= WHAT IS BEING ASKED =
Every entry must be echoed exactly.

= THE DATA =

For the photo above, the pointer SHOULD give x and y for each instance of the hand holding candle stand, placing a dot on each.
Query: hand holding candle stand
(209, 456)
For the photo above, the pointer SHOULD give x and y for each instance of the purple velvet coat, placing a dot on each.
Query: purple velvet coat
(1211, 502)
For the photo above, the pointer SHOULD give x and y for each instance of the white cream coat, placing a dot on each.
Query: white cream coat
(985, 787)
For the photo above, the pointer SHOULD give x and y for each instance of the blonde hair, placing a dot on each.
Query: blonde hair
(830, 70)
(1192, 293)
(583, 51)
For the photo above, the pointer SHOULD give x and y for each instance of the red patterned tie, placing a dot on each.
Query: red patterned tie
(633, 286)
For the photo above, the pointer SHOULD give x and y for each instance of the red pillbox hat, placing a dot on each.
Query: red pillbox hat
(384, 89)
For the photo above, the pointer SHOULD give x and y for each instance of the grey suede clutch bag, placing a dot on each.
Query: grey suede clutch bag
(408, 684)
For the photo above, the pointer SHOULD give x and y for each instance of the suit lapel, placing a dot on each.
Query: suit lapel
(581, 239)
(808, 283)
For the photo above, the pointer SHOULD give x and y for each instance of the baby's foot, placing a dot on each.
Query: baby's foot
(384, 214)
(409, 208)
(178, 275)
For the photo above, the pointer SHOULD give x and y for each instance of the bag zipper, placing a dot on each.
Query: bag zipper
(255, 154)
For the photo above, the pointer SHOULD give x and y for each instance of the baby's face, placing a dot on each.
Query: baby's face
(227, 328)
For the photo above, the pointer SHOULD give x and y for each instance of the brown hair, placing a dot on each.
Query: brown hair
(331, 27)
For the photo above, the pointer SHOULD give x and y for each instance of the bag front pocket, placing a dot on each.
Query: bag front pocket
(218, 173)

= FULL RESPONSE =
For the photo above, the pointer SHOULD give x and y for each instance of the hand holding candle stand, placing a dot on each.
Query: hand holding candle stand
(209, 456)
For the photo above, the pointer SHOULD give x and y for each instance of the purple velvet coat, placing a dot on each.
Query: purple velvet coat
(1211, 502)
For the photo above, the pointer SHOULD give x and y for each instance of the white cream coat, placing a dot on each.
Query: white cream coat
(985, 787)
For the photo above, the pointer SHOULD give x and y for each instance of the blonde hair, placing a dot on each.
Query: blonde hair
(830, 70)
(1192, 293)
(583, 51)
For the photo above, the pointer SHOULD give x and y for each instance of the red patterned tie, placing a dot on each.
Query: red patterned tie
(633, 286)
For the photo above, the pointer SHOULD give x and y for each instance of the red pillbox hat, placing a dot on each.
Query: red pillbox hat
(384, 89)
For the photo above, the pointer SHOULD give x and y for each instance of the grey suede clutch bag, placing a dot on each.
Query: grey suede clutch bag
(408, 684)
For the photo above, the pointer SHOULD give x and y for each instance of the suit lapel, placing a dot on each.
Query: suit lapel
(581, 239)
(808, 283)
For the photo above, the pointer SHOULD give x and y for each instance of the baby's foot, placing a dot on each.
Query: baby's foot
(384, 214)
(409, 208)
(178, 275)
For the photo above, the pointer SHOULD give x and y for each instance of the bag zipper, placing a dot on each.
Query: bag zipper
(255, 154)
For the photo above, the pointer SHOULD give x and y for each instance of the baby's face, placing a dot on each.
Query: baby's face
(227, 328)
For the photo above, the pointer SHOULD give x and y for each instance of the brown hair, placing a dot on each.
Query: brown hair
(331, 27)
For the photo above, the pointer SHOULD give x and y for each instance of the bag front pocket, placing a dot on each.
Query: bag front pocket
(218, 173)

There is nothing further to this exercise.